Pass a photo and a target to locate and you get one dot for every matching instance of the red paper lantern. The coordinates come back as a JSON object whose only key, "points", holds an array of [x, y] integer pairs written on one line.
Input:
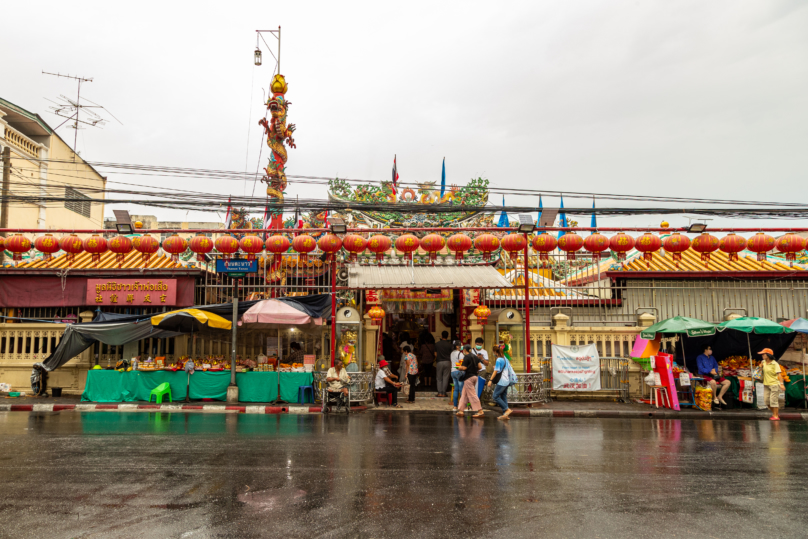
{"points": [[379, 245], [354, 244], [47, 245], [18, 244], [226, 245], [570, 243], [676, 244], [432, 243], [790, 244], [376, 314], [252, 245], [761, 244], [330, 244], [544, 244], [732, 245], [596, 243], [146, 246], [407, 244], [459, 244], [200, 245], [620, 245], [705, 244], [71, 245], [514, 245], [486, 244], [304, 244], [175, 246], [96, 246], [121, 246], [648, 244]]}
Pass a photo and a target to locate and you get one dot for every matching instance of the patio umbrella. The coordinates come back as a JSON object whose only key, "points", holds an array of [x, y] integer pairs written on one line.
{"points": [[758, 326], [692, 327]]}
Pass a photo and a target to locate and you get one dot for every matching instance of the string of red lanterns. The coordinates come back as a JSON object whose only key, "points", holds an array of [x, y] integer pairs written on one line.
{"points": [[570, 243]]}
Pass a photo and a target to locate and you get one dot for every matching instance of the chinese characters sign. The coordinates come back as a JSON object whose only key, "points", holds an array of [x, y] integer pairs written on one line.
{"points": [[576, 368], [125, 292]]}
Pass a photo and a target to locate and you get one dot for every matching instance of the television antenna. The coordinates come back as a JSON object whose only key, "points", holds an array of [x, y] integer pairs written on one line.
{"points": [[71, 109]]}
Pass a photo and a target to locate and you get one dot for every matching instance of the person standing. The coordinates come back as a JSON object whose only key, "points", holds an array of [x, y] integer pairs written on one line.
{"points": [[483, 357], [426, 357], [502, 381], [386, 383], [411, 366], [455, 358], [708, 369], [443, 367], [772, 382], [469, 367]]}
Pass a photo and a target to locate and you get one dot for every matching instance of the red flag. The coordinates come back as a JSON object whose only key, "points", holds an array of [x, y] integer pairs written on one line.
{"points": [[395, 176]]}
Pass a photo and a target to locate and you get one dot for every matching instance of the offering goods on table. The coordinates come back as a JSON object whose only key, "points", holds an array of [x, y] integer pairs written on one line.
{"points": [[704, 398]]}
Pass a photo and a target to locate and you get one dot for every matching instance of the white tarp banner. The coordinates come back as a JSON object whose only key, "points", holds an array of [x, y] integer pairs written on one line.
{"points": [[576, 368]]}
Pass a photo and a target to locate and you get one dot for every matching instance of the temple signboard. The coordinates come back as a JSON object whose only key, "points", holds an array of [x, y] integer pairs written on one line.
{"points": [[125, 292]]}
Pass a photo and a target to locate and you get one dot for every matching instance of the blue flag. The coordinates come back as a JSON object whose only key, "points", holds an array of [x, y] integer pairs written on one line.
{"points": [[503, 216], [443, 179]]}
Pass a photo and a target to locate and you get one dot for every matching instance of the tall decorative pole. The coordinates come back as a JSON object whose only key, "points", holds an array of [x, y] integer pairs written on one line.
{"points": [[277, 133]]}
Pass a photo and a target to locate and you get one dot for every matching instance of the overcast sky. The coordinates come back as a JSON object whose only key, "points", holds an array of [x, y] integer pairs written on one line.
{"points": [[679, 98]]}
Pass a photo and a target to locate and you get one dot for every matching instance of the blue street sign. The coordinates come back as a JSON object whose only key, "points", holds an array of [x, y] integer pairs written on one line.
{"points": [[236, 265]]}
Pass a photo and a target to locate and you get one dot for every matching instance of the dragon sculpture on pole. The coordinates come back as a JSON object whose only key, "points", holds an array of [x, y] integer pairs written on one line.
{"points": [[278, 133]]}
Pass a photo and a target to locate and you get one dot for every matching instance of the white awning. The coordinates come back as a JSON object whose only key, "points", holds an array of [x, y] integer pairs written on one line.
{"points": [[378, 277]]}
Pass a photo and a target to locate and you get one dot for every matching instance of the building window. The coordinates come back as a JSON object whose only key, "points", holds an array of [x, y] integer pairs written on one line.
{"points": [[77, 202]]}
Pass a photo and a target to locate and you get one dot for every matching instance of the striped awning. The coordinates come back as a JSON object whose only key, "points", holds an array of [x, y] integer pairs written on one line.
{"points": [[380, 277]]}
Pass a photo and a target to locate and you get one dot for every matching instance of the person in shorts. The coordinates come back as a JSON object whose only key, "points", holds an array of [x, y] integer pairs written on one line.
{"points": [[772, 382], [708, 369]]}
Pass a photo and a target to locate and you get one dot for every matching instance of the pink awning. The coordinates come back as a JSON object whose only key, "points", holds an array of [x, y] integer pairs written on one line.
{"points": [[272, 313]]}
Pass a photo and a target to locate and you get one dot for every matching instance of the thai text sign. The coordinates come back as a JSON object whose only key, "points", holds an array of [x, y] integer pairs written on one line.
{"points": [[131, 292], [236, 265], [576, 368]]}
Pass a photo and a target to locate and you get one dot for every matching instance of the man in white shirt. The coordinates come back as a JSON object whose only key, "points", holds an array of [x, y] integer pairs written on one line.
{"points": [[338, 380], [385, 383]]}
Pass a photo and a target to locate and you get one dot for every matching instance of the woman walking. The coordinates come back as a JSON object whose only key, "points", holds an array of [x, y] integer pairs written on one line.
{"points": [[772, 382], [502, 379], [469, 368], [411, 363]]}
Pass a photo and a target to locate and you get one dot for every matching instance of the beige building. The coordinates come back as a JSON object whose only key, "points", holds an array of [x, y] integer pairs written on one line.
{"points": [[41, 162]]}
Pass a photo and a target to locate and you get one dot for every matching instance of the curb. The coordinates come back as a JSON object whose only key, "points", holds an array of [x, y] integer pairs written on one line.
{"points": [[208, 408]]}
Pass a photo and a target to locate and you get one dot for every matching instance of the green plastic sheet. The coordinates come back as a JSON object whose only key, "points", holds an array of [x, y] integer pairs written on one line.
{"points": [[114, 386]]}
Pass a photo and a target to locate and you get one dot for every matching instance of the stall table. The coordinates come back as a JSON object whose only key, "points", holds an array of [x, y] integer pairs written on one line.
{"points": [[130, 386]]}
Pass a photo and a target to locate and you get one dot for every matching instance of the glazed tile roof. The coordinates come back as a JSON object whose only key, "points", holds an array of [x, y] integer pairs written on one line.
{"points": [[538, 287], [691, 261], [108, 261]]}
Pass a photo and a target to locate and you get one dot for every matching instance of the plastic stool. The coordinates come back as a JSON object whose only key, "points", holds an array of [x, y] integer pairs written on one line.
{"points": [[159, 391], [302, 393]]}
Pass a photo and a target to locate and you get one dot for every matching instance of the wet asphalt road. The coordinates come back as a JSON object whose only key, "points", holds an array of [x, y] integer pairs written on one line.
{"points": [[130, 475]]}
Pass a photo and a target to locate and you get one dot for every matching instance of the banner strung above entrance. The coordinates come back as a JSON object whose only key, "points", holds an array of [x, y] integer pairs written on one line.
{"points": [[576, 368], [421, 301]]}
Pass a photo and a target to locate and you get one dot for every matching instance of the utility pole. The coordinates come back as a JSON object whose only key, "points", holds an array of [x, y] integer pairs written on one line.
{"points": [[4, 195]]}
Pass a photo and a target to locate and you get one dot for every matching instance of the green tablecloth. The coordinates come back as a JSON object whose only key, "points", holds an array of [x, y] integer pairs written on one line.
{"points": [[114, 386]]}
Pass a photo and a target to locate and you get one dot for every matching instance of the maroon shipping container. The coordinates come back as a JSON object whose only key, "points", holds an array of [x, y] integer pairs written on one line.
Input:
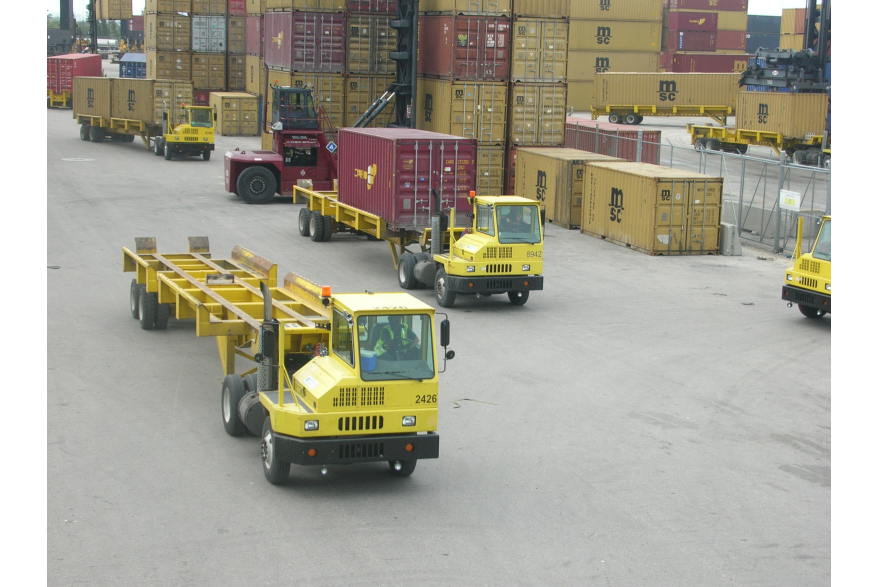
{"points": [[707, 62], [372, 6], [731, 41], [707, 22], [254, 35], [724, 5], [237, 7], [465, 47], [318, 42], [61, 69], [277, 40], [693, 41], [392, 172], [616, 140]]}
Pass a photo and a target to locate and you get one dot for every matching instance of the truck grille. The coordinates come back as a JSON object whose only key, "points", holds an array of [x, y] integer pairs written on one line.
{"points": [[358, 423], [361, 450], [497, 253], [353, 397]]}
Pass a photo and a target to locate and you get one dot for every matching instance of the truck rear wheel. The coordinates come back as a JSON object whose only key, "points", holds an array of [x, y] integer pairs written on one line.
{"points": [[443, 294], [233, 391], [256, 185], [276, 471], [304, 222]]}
——
=== Directions for this task ===
Once the line containing "of the maroon" is found, write out exactly that line and each line after it through the end of the entries, omitting pictures.

=== Your response ===
Pass a photo and a target to locate and you get one dot for every matching instance of the maroon shipping container. The coordinates come back as a JSON object whose only key, "points", holds an array of [x, y] integer pairs written on one line.
Input:
{"points": [[707, 62], [372, 6], [731, 41], [707, 22], [254, 35], [724, 5], [237, 7], [465, 47], [318, 42], [61, 69], [277, 40], [693, 41], [392, 172], [616, 140]]}
Pass a photo and a target to locate and you get one dot for every matching instance of the truck grille. The coordinates come back as a JSON object whose only key, "points", holds an array of [x, y] integer pairs written on one line.
{"points": [[358, 423], [361, 450], [497, 253], [353, 397]]}
Pass a photo and a target to locate and you get one dot for every matching instance of the truck rear wheel. The coordinates come back as a JSON object whose only key, "points", holds an array of [x, y] integer pairs written on one line.
{"points": [[443, 294], [233, 391], [256, 185], [276, 471], [304, 222]]}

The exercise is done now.